In both the local copy and the production copy I use the GoDaddy databases, so both systems talk to the same database host. I use a database named CMP_dev and CMP_core to differentiate between the development and production tables. Because I am using the same database source, I can rule out changes in the mysql settings.
I upgraded all composer packages and retested. Then, I committed the composer.lock file and updated the GoDaddy server to match. So, I can rule out problems with old buggy code that have already been fixed by someone else.
The PHP version on the server is 7.3.11, and the PHP version on local dev is 7.3.6. The good news is that they are both 7.3.X, which reduces risk of language variations, but there still may be an issue between 7.3.6 and 7.3.11, but GoDaddy does not allow me to control the PHP setting beyond the minor version number of 7.3.
---- Added on January 09, 2020------
I thought it might be the difference in web servers. On my local machine, I use php artisan serve to host the software. On GoDaddy, I use Nginx. However, then I realized that it is not the server that runs the queue. The command line runs the queue, and both commands are being run using php artisan schedule:run. This rules out the web server software and all its components.
---------
I have successfully run queued mail jobs, which means that the queue works. This should localize the issue to the two classes that are generating problems for me. If I can find the issue with one, I will likely find the issue with the second, so I will include the first job causing issue here:
app/Jobs/ConvertCsvFileToIntermediateFile.php:
namespace App\Jobs;
use Illuminate\Bus\Queueable;
use Illuminate\Contracts\Queue\ShouldQueue;
use Illuminate\Foundation\Bus\Dispatchable;
use Illuminate\Queue\InteractsWithQueue;
use Illuminate\Queue\SerializesModels;
use App\ContactCsvFile;
use Illuminate\Support\Facades\Log;
class ConvertCsvFileToIntermediateFile implements ShouldQueue
{
use Dispatchable, InteractsWithQueue, Queueable, SerializesModels;
public $timeout = 500;
/** #var ContactCsvFile */
private $file;
private $delegate;
/**
* Create a new job instance.
*
* #return void
*/
public function __construct(ContactCsvFile $file, $delegate = null)
{
$this->file = $file;
$this->delegate = $delegate;
}
/**
* Execute the job.
*
* #return void
*/
public function handle()
{
$this->file->process($this->delegate);
}
}
The error is occurring before handle() is ever called. I know this because, when I include a dd($this->file) as the first line of handle, the line is never reached.
Also, I think it is important to note that when most jobs fail, their class name is listed in the queue:failed table. But in this case, the queue:failed table reads the time: "2020-01-08 09:23:23."
+----+------------+---------+---------------------+-----------+
| ID | Connection | Queue | Class | Failed At |
+----+------------+---------+---------------------+-----------+
| 2 | database | default | 2020-01-08 09:23:23 | |
+----+------------+---------+---------------------+-----------+
You have to read laravel 6.10 release notes.. Some functions deprecated and fixes.

++++++

Written task 1:
Using the queue troubleshooting post, answer these questions:
(a) Which PHP versions run on the server and on local dev?
(b) Which command runs the queue on both systems?
(c) What value does the job class assign to $timeout?
Written task 2: Reproduce word for word the passage of the queue troubleshooting post from "The PHP version on the" to "number of 7.3.".

Extracted information:

++++++

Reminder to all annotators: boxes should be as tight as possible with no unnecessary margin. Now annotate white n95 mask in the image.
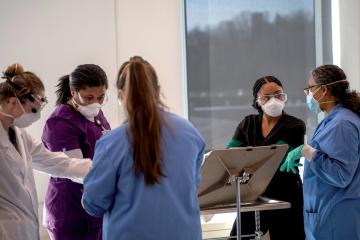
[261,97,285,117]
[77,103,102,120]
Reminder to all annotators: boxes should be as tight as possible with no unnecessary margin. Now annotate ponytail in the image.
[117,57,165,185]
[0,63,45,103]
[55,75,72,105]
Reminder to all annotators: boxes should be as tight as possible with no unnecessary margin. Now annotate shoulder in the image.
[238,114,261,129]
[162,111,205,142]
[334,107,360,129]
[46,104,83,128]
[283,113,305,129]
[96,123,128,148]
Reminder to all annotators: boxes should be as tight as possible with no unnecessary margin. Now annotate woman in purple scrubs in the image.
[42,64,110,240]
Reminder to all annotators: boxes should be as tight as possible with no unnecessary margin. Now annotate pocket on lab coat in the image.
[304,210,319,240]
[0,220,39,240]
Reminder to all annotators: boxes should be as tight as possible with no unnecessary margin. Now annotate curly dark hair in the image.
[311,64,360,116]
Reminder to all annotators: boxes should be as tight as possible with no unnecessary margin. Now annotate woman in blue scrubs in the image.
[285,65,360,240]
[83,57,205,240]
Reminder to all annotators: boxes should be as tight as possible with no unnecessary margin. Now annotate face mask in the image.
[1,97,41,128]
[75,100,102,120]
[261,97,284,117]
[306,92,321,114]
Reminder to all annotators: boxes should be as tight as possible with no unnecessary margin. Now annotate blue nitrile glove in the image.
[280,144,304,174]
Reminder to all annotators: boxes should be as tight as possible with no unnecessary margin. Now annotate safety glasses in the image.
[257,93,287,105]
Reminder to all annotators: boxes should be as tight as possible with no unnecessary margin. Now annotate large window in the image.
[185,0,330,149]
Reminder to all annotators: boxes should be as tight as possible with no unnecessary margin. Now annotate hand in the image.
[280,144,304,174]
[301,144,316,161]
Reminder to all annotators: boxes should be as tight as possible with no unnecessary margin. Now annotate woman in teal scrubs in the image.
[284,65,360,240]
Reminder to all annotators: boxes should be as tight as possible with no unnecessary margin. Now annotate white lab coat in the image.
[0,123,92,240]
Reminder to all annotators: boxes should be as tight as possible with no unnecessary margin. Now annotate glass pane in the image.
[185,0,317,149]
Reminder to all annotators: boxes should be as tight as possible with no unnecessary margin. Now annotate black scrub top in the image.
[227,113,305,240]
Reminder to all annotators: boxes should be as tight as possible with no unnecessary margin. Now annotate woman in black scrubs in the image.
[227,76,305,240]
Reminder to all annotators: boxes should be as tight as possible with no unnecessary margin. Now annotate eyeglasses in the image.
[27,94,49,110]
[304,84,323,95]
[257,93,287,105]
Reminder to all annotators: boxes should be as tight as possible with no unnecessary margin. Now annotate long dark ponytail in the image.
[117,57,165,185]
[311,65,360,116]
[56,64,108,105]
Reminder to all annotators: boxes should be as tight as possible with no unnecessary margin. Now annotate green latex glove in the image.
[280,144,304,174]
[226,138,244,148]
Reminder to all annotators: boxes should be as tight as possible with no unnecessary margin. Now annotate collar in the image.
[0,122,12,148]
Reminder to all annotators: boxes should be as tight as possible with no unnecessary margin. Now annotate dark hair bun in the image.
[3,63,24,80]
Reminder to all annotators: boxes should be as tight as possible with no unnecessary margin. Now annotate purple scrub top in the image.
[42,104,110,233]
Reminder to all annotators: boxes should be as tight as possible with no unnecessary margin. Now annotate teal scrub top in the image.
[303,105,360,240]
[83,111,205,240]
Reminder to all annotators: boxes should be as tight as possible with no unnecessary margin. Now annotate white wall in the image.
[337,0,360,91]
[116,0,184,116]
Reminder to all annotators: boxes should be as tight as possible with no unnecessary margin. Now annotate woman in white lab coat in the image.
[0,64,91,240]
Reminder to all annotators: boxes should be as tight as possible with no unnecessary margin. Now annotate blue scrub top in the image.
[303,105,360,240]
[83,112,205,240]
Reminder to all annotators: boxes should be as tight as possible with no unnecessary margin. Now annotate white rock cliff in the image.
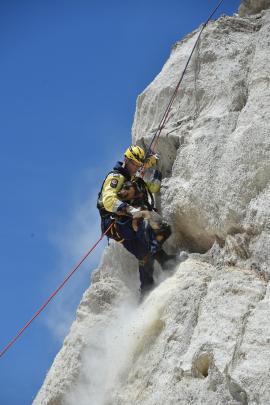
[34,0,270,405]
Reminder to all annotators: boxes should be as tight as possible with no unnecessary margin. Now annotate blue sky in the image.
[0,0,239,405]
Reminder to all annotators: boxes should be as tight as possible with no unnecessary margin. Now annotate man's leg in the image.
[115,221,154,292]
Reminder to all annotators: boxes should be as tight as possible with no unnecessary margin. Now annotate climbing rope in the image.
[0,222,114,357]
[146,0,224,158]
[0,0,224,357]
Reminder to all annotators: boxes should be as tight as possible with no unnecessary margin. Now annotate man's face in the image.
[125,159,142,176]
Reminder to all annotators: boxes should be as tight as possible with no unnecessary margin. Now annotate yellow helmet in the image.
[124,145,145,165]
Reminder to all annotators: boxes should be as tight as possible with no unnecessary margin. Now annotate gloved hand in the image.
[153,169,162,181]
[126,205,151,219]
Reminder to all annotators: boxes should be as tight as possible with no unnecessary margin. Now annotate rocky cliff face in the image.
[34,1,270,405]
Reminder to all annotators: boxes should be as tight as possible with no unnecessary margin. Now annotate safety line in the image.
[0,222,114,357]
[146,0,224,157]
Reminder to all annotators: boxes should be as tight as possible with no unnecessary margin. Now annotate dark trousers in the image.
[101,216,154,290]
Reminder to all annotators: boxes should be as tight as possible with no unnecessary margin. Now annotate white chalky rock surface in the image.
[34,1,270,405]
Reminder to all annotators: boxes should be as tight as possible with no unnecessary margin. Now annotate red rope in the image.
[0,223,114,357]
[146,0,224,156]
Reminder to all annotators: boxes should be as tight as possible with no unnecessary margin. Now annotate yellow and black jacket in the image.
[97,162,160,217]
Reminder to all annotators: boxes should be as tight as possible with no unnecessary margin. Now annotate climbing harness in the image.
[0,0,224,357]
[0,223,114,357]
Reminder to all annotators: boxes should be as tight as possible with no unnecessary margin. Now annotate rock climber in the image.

++++++

Reply 1:
(a) The server runs 7.3.11, and local dev runs 7.3.6.
(b) php artisan schedule:run
(c) 500

Reply 2:
The PHP version on the server is 7.3.11, and the PHP version on local dev is 7.3.6. The good news is that they are both 7.3.X, which reduces risk of language variations, but there still may be an issue between 7.3.6 and 7.3.11, but GoDaddy does not allow me to control the PHP setting beyond the minor version number of 7.3.